PROBLEM DESCRIPTION: Rewrite the passage on overspending below from "People might also" through "overspending, she said.", updating "financial planner" to "financial adviser".

(READING PASSAGE Opens)

The cost of eating out and going for drinks continues to take Dina Lyon aback. Even though the 36-year-old married mother of one is dining out and ordering in far less than she did a year ago, some prices still give her sticker shock.
“The difference between cooking at home—about $10 for nice pasta and quick sauce from canned tomatoes—versus Italian takeout of $50 is astronomical,” said Ms. Lyon, who lives in Brooklyn, N.Y.
People tend to underestimate their future spending in large part because they base their predictions on typical expenses that come to mind easily, said Abigail Sussman, a professor of marketing at the University of Chicago Booth School of Business.
She and other researchers found that when people are coming up with predictions, they tend to think about what they usually spend money on—such as groceries, rent and gas—and base their predictions primarily on these expenses. They are less likely to consider atypical expenses, such as car repairs or birthday presents, the researchers found.
This pattern is particularly problematic when inflation is high, said Prof. Sussman. When the price of the same basket of items rises, people might not account for these price increases in their future budgets, she said.
Further, times of stress cause people to be less intentional about tracking their money, said Mr. Liersch. They might also spend more than they know they can afford to soothe feelings including anxiety and depression.
According to a recent survey by Credit Karma, 39% of Americans identify as emotional spenders (defined by the study as someone who spends money to cope with emotional highs and lows.)
You have a better chance of staying under budget if you become more aware of your spending instead of sticking your head in the sand, financial advisers said.
One thing Adam Alter, a professor of marketing at New York University’s Stern School of Business, does is create a line item in his monthly budget for one-off expenses, such as an unexpected medical bill. This gives him a cushion in his budget and enables him to more fully examine how much he is spending each month, said Prof. Alter, who has studied overspending.
People might also wish to include an escalating buffer into their budgets of say, 2% to 5% a year, to account for inflation, he said.
Jay Zigmont, a financial planner in Water Valley, Miss., looks at clients’ total take-home income from the year, subtracts everything they must spend money on such as their mortgage and how much they saved. The remaining number is how much they spent on discretionary spending.
In most cases, clients are surprised they spent so much, he said.
Once people know how much they spend, Britta Koepf, a financial planner in Independence, Ohio, suggests they practice mindful spending. Before any purchase, ask yourself if you really want or need what you are buying. Frequently, the answer is yes, but sometimes waiting five seconds will prevent you from overspending, she said.
You can also practice mindfulness by delaying purchases further.

(READING PASSAGE Closes)
(THE DATA Opens)

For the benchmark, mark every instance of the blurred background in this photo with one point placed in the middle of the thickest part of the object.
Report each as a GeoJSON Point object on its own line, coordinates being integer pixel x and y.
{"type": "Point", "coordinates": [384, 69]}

(THE DATA Closes)

TASK SOLUTION:
People might also wish to include an escalating buffer into their budgets of say, 2% to 5% a year, to account for inflation, he said.
Jay Zigmont, a financial adviser in Water Valley, Miss., looks at clients’ total take-home income from the year, subtracts everything they must spend money on such as their mortgage and how much they saved. The remaining number is how much they spent on discretionary spending.
In most cases, clients are surprised they spent so much, he said.
Once people know how much they spend, Britta Koepf, a financial adviser in Independence, Ohio, suggests they practice mindful spending. Before any purchase, ask yourself if you really want or need what you are buying. Frequently, the answer is yes, but sometimes waiting five seconds will prevent you from overspending, she said.